[Opening Exercise inputs section]

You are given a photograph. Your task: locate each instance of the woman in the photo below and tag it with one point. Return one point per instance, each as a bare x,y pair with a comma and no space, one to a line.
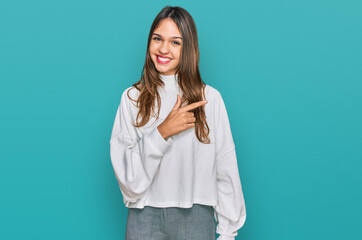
176,167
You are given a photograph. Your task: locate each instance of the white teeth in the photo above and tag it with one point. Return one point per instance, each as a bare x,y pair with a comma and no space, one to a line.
163,59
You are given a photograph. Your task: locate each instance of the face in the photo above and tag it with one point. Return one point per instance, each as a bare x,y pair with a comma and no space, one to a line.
165,47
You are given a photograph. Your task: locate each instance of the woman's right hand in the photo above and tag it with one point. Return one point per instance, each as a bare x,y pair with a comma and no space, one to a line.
179,119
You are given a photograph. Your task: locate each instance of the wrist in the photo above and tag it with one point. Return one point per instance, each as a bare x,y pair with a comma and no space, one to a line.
162,132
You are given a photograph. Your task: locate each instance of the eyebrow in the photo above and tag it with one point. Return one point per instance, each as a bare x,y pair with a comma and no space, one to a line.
171,37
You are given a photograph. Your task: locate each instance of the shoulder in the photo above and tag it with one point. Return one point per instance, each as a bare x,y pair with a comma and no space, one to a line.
129,97
212,93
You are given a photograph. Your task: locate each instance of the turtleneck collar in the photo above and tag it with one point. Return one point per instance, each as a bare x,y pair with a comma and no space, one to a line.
170,81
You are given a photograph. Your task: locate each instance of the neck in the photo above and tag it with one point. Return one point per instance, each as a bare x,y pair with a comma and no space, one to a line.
170,81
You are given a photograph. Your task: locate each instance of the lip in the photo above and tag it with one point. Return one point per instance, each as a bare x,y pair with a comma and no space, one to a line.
162,62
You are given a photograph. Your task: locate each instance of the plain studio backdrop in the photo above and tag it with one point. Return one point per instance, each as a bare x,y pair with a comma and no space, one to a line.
290,75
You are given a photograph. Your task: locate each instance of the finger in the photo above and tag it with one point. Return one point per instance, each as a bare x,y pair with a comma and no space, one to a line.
178,103
193,105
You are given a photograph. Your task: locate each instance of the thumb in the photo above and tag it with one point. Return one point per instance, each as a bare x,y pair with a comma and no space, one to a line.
178,103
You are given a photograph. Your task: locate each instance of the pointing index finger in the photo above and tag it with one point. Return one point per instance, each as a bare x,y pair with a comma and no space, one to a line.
194,105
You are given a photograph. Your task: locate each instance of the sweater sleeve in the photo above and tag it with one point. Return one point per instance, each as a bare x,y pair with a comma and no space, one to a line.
230,212
135,159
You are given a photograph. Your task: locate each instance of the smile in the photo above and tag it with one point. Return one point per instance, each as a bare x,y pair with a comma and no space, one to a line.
163,60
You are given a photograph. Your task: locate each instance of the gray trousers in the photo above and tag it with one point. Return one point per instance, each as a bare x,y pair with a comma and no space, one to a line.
172,223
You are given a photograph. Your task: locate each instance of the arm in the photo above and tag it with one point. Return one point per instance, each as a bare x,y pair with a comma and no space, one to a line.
135,160
230,211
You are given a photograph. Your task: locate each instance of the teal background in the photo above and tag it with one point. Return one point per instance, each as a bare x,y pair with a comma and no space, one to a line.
289,73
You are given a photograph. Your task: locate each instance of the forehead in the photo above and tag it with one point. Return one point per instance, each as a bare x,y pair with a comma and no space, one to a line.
167,27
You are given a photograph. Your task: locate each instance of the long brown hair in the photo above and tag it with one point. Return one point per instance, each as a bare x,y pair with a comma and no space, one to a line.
188,74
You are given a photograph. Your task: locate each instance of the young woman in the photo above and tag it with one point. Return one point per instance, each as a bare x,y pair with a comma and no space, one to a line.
173,153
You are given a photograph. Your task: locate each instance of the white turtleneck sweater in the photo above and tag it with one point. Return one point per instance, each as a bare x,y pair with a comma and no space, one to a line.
179,171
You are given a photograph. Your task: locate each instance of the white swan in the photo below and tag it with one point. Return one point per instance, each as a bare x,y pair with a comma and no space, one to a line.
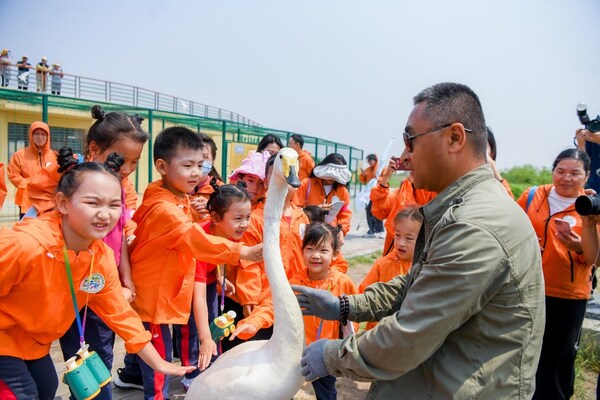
264,369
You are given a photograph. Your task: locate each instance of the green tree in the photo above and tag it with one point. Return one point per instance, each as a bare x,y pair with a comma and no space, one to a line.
522,177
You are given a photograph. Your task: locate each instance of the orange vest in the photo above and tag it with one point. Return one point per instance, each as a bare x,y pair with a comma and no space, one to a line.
386,205
164,252
27,162
2,185
312,193
337,283
33,268
567,275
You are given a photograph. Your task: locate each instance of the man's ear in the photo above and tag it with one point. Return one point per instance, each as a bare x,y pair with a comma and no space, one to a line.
457,137
61,202
161,166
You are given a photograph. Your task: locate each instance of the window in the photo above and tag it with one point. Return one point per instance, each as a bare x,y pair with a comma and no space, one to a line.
18,138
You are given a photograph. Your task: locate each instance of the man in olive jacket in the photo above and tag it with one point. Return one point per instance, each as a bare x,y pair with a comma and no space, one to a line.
467,321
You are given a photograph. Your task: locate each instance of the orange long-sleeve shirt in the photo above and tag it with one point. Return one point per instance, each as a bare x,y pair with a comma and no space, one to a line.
386,205
567,275
384,269
27,162
249,279
337,283
164,252
2,185
306,164
312,193
42,186
35,299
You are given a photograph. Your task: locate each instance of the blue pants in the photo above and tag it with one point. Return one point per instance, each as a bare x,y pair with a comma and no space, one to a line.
185,337
325,388
100,338
26,380
156,385
555,377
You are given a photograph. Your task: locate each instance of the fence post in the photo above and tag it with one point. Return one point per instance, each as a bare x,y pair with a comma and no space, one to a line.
224,152
150,144
45,108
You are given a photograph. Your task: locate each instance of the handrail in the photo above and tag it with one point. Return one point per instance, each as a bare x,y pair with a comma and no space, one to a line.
82,87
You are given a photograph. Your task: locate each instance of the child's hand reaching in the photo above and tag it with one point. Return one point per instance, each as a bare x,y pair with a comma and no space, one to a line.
248,329
208,348
253,253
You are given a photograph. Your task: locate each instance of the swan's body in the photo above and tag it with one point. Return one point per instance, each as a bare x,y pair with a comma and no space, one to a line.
264,369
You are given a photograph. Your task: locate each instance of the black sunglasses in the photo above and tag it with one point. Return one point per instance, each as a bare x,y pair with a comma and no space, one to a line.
408,138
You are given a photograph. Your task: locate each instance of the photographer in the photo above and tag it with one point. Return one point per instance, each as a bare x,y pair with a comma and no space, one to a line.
567,272
589,142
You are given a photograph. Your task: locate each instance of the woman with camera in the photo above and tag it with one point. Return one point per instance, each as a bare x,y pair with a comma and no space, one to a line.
567,271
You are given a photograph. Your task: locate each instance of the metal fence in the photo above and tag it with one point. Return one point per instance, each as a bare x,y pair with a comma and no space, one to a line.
81,87
69,118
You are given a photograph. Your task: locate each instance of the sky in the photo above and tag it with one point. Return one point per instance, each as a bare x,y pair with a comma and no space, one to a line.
341,70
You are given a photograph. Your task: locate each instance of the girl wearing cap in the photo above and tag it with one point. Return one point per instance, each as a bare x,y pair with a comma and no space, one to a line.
41,75
252,173
327,185
56,76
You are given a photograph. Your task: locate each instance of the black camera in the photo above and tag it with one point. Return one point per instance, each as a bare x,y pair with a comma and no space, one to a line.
588,205
591,125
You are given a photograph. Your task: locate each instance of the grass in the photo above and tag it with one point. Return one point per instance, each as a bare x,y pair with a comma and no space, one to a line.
587,365
364,259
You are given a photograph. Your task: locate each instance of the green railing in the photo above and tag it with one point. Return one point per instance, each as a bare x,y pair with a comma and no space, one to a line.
233,139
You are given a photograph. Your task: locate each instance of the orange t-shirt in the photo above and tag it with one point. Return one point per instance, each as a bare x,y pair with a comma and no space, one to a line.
312,193
386,205
35,299
164,252
2,185
337,283
27,162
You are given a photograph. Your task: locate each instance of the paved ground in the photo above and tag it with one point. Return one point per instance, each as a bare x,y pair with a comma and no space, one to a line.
354,245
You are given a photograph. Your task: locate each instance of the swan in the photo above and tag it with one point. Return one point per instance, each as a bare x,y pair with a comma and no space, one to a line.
264,369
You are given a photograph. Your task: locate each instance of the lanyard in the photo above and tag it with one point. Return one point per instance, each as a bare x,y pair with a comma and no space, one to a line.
80,327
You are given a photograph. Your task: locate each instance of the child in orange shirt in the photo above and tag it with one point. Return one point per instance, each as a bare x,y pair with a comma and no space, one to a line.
229,208
407,224
320,248
255,293
113,132
167,244
39,258
252,173
326,185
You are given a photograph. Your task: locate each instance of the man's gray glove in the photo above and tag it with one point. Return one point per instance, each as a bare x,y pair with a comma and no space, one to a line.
317,302
313,366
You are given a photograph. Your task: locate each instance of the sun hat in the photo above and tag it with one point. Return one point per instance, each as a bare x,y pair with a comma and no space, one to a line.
254,164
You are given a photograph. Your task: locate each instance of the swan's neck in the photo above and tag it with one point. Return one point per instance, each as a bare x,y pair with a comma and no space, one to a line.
288,328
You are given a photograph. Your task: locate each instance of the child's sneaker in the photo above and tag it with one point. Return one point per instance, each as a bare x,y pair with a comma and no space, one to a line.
128,382
187,382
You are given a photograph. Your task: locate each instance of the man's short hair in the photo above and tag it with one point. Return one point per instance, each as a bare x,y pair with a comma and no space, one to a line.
298,139
449,102
172,139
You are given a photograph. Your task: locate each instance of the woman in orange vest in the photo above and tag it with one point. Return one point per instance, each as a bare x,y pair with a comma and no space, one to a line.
50,259
325,186
567,273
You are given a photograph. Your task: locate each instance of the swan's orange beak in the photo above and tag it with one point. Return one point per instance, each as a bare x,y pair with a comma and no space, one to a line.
292,178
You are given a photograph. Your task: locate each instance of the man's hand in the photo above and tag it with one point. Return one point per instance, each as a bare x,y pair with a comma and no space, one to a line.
313,366
317,302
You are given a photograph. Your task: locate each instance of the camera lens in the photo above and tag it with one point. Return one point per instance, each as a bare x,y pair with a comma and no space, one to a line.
588,205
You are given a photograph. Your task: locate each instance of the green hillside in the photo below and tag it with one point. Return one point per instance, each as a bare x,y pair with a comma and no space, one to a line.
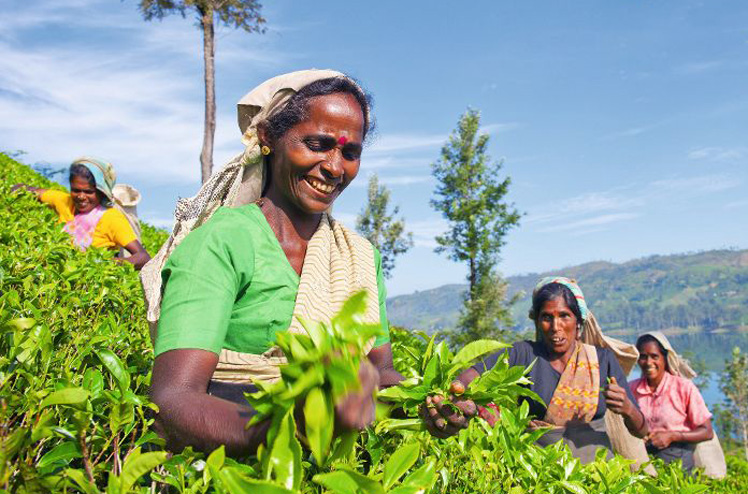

[Closing Exercise inputs section]

* Directions
Exclude all pictures and reproduce verbatim the lines running from the line that contains "the man's short" to the end of the data above, both ends included.

* Your solution
You are given a photograph. Your task: locate each instance of the man's short hair in the photo above and tag it with one point. Return one point per instance, each as a bare x,y pair with a comma and no space, one to a line.
298,139
449,102
172,139
You are given a photograph. Your task: locate each instance of the woman in orange vest in the photo above and tag it with one point. Return one point per instance, each as a bare x,y pair with a comma and no space, one to a line.
50,259
325,186
567,273
You are given a photograph. Your task: locate each instance of the swan's orange beak in the photo above and tag it with one point. Return one point per instance, each as a bare x,y pair with a comma and no space, one to a line.
292,178
You are given a photograph. Your task: locate each instance of the man's hand in the photo above and tag it with one point. Return one point per instance, each as a bare x,y pair with a comma and no space, one to a line.
313,366
317,302
You are given a photograph. Your task: locate each instance of the camera lens in the photo above and tag it with one point. Return one point per instance, each as a bare x,y pair with a comma and no space, one to a line.
588,205
You are given a photograph. Your task: locate each instance of the green hillside in the photo below and tag it with one point. Return one point per instance, each as a bare x,y pair with a comma and no space, one to a line.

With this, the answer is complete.